▶ [SOURCE DOCUMENT]
For small stones, the odds ratio for success was 2.07 in favor of open 
procedures; for large stones, the odds ratio for success was 1.23 in favor of
open procedures.

.question[
What might we conclude?
]

---

### Kidney stone treatment

| All stones     | Successful  | Not Successful  |
| -------------     | -----: | -----:| 
| Open              | 273     | 77  | 
| PN                | 289     |  61  |

When combining all kidney stones, the odds ratio was actually 1.33 in favor of
**PN**, not open surgery.

.question[
What happened?
]

---

### Combining contingency tables

Sometimes, the presence of a third factor can affect the
relationship between the two factors of interest.

.vocab[Simpson’s paradox] occurs when the direction of an association between two
variables is reversed after stratification upon a third variable.

▶ [TASK DIRECTIONS] In the kidney stone text, what was the odds ratio when all stones were combined, and which procedure did it favor? The records that come next are separate material, unrelated to the kidney stone text.

▶ [RECORD SET]
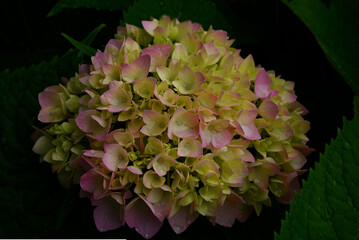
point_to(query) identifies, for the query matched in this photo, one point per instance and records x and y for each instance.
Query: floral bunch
(170, 122)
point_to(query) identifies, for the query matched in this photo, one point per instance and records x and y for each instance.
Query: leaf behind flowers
(328, 206)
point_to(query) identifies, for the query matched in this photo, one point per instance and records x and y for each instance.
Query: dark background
(268, 30)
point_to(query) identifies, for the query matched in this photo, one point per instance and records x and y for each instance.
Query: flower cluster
(170, 122)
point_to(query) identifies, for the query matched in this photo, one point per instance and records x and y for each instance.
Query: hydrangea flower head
(170, 122)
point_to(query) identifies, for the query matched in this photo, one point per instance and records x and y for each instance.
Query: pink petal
(108, 214)
(262, 85)
(149, 26)
(196, 147)
(115, 157)
(138, 69)
(249, 131)
(101, 59)
(113, 43)
(227, 214)
(247, 156)
(159, 54)
(87, 124)
(268, 109)
(162, 208)
(139, 216)
(182, 219)
(247, 116)
(93, 153)
(221, 139)
(150, 116)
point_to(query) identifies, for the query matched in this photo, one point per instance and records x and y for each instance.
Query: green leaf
(201, 11)
(97, 4)
(328, 206)
(30, 195)
(89, 39)
(89, 51)
(335, 25)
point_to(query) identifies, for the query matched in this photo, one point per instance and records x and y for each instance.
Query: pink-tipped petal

▶ [OUTPUT BELOW] It was 1.33 in favor of PN.